▶ **INSTRUCTION**
Can you put every line from the one containing "Please identify the ox leg" through the final line of the records, both included, into a JSON list of strings with one string per line and blank lines left out?

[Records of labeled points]
________

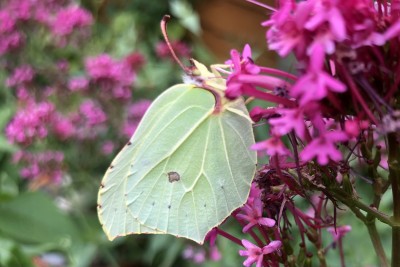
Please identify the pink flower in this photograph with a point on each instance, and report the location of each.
(256, 254)
(327, 11)
(30, 123)
(20, 75)
(241, 65)
(104, 68)
(253, 215)
(107, 147)
(92, 112)
(324, 147)
(10, 42)
(46, 165)
(290, 119)
(287, 31)
(315, 84)
(78, 84)
(273, 146)
(69, 19)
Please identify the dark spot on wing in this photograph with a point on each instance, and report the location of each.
(173, 177)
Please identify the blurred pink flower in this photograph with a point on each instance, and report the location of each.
(20, 75)
(272, 146)
(339, 232)
(78, 84)
(69, 19)
(30, 123)
(107, 147)
(255, 254)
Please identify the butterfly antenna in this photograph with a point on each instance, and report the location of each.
(163, 25)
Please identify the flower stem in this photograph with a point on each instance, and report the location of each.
(394, 176)
(230, 237)
(376, 242)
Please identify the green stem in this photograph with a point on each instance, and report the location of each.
(394, 176)
(376, 242)
(352, 202)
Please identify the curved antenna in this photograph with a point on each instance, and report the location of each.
(163, 25)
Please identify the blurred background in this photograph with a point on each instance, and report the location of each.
(75, 79)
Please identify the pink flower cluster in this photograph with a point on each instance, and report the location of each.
(69, 19)
(333, 41)
(30, 123)
(44, 165)
(15, 15)
(115, 78)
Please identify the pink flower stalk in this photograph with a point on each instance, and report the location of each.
(253, 215)
(315, 84)
(339, 232)
(180, 48)
(324, 147)
(291, 119)
(255, 254)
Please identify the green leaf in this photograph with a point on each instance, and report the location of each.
(33, 218)
(184, 170)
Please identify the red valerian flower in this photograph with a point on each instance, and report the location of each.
(255, 254)
(253, 215)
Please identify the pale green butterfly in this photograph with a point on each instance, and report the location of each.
(185, 169)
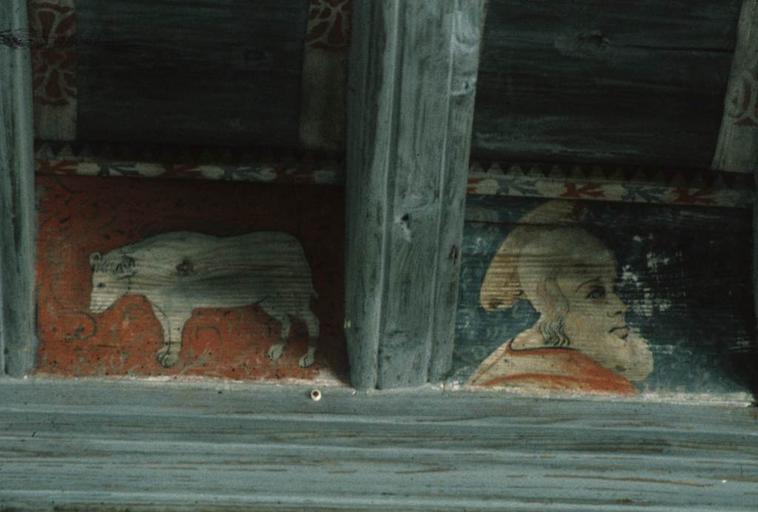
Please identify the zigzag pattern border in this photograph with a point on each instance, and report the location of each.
(546, 180)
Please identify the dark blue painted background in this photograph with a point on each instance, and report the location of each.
(698, 283)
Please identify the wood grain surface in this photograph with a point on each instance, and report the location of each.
(225, 72)
(590, 80)
(17, 340)
(108, 446)
(413, 77)
(737, 149)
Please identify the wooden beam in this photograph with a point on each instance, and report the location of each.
(16, 192)
(737, 149)
(147, 446)
(413, 68)
(634, 82)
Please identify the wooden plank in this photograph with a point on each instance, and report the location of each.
(589, 80)
(737, 149)
(17, 343)
(105, 445)
(619, 298)
(184, 278)
(413, 74)
(225, 73)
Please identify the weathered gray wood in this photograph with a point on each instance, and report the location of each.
(16, 193)
(592, 80)
(190, 71)
(104, 445)
(412, 81)
(737, 149)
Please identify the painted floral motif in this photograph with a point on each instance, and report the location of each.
(743, 101)
(328, 24)
(53, 57)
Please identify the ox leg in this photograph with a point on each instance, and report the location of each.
(172, 326)
(311, 322)
(277, 349)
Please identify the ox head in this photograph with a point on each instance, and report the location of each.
(110, 279)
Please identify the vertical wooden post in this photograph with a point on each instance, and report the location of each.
(412, 79)
(737, 149)
(17, 344)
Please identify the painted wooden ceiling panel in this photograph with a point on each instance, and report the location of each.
(636, 82)
(226, 72)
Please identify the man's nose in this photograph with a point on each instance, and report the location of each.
(617, 306)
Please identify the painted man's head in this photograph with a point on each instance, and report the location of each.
(569, 277)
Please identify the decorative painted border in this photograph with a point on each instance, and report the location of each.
(52, 25)
(68, 160)
(633, 185)
(553, 181)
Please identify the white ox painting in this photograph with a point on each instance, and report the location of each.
(180, 271)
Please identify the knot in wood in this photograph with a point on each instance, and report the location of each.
(185, 268)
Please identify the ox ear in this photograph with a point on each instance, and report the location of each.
(94, 259)
(126, 267)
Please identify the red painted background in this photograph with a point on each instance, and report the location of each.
(80, 215)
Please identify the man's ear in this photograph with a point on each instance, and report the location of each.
(94, 259)
(126, 267)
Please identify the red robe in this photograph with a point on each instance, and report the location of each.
(555, 369)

________

▶ **REPLY**
[
  "Please identify the ox leg in this photograph with a point on each instance, and report the location of each.",
  "(172, 326)",
  "(311, 322)",
  "(277, 349)",
  "Please identify the ox head in this photograph with a point on each instance, and report the location of each.",
  "(110, 279)",
  "Please identify the vertical wooden post in this photograph with a point on each instance, and report the location of each.",
  "(412, 79)",
  "(737, 149)",
  "(17, 344)",
  "Please identify the painted wooden ceiling panel in this photograph with a point on each instance, and report the location of each.",
  "(636, 82)",
  "(226, 72)",
  "Please identify the man's nose in this photograph with a point on each instance, and report the location of each.",
  "(617, 306)",
  "Please identify the painted man's head in this photograph with a point on each instance, and report the location of each.",
  "(569, 277)",
  "Please identify the decorative painted border in this photograph with a point on each instance, and report the location of each.",
  "(52, 25)",
  "(68, 160)",
  "(633, 185)",
  "(553, 181)",
  "Please identify the white ox painting in this photograph with a point on each instance, and report the location of each.",
  "(180, 271)",
  "Please identify the knot in wood in this photograph with a point on each instance, and report the location of each.",
  "(185, 268)",
  "Please identify the ox ear in this photograph with a point on each instance, and report the location of each.",
  "(94, 259)",
  "(126, 267)",
  "Please identify the red painted background in this photograph with a point on each instance, and report the location of each.",
  "(80, 215)",
  "Please identify the man's ear in this photograph with a point on each instance, and report the location of each.",
  "(94, 259)",
  "(126, 267)",
  "Please identify the red robe in this photograph with a point on each instance, and report the location of each.",
  "(555, 369)"
]